» Stated goal
Format every line of the listing below as a numbered list, leaving out blank lines. Omit the picture from your answer.

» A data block
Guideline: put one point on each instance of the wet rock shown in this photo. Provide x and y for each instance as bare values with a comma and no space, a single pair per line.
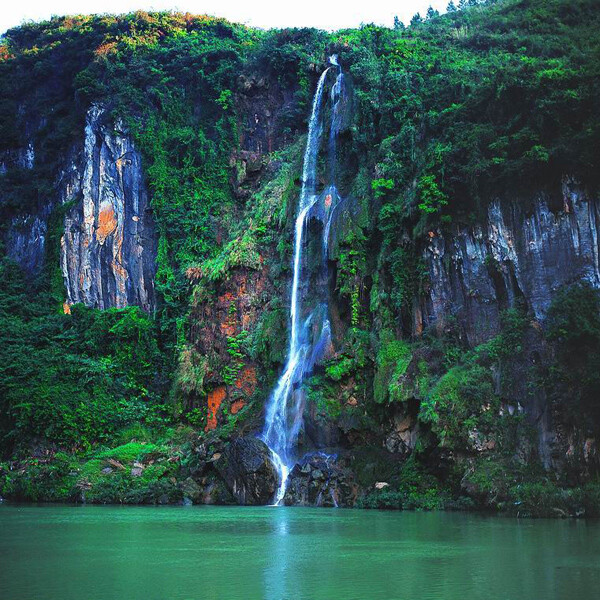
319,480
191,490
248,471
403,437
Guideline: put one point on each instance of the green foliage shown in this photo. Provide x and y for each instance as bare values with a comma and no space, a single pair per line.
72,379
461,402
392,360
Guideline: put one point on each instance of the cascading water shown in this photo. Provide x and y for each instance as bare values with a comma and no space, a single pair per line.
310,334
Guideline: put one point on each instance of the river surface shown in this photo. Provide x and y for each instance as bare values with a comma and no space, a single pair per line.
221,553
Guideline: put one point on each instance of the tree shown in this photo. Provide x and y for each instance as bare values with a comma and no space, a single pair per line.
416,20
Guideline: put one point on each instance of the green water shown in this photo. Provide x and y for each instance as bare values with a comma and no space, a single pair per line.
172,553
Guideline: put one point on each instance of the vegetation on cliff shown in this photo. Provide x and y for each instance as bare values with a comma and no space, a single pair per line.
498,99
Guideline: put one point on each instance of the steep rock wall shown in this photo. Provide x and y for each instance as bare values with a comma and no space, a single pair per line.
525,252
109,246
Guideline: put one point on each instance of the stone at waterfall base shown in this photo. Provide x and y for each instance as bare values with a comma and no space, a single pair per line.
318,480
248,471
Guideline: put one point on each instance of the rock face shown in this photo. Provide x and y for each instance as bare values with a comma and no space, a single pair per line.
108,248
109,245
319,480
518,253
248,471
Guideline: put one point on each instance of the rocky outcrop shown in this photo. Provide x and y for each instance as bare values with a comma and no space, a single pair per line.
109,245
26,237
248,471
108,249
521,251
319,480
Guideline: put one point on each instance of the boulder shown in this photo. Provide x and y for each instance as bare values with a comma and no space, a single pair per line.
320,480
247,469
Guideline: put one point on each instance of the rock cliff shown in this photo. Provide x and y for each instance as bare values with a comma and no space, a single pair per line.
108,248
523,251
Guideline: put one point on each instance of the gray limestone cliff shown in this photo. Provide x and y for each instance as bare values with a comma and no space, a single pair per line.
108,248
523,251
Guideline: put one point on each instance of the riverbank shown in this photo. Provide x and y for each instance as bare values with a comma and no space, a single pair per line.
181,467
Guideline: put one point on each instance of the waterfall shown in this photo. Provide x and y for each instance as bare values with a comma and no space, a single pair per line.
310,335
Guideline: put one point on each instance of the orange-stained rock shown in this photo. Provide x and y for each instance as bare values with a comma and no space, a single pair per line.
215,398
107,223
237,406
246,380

» Task solution
1. Guideline: put one point on each instance of the wet rock shown in this photo. Provide x and y for each instance as bare values with a comma and no space, a single pair per line.
2. 319,480
3. 191,490
4. 248,471
5. 403,437
6. Guideline: put one point on each instance of the green foliage shown in this photo. Provide x and y for each instance as bare values with a comma and no space, a single pair per line.
7. 72,379
8. 461,402
9. 392,360
10. Guideline: put one point on each instance of the cascading water shown in this photo. Provide x and y for each instance as bare values with a comma and no space, a single pair per line.
11. 310,334
12. Guideline: put one point on each instance of the river surface shown in this photo. Provide x and y for each instance as bare values with a comma and no space, a single pair per line.
13. 221,553
14. Guideline: put one point on each instance of the tree shown in this photo. Provide x and y for each instance as bare values with a comma and no space, a single pair per line.
15. 416,20
16. Guideline: put one point on each instance of the green water shown in this photo. Provide x and y for each instance as bare values with a comma and no space, a single pair per line.
17. 172,553
18. Guideline: put one point on each instance of the vegetation on cliff shown in this photo. Provide x and y for each instance as bare values with a comma and no space, a single pair per line.
19. 498,99
20. Guideline: put one point on each instance of the steep rock wall shown in this photo. Provide x and y for each instance as bare values with a comma and no space, a single pair per line.
21. 525,252
22. 109,246
23. Guideline: put one point on each instance of the stone at waterfall base shown in this photo. Provide x and y for each instance as bare values with a comma and no space, a single pair per line.
24. 318,480
25. 248,471
26. Guideline: put one point on each instance of the rock face shown in this photo. Provide x and y for each instance as bare values with a comma and no space, a single pair per line.
27. 108,248
28. 109,245
29. 319,480
30. 518,253
31. 248,471
32. Guideline: put one point on each instance of the rocky outcrop shown in this photo. Provide x and y for each instance as bare values with a comma and no space, a single pair per line.
33. 109,245
34. 26,237
35. 248,471
36. 108,249
37. 521,251
38. 319,480
39. Guideline: put one point on each instance of the boulder shown in this photo. Provide x and y for each instance as bare values with a comma and no space, a single pair per line.
40. 320,480
41. 247,469
42. Guideline: put one point on each instance of the rock cliff shown in this photo. Provide x and y for each instance as bare values with a comma and no space, a single pair per line.
43. 108,248
44. 523,251
45. Guideline: put one point on each instance of the gray limestone cliff shown in this photo. Provide x and y for each instance as bare values with a comma and no space, a single pair per line.
46. 108,248
47. 523,251
48. Guideline: put one point on each instance of the riverbank shown in this photo. Provide x and y for each instance as bare values with a comma and no space, a single pair per line.
49. 181,467
50. Guideline: put one point on each instance of the waterfall shown in this photo. Provide x and y for each instance as bare values with a comma and no space, a single pair per line.
51. 310,335
52. Guideline: put one point on each instance of the orange-stained rock shown in this photo. Provide x and y for each instance as bare values with a comma and no space, a single pair per line.
53. 215,398
54. 107,223
55. 237,406
56. 246,380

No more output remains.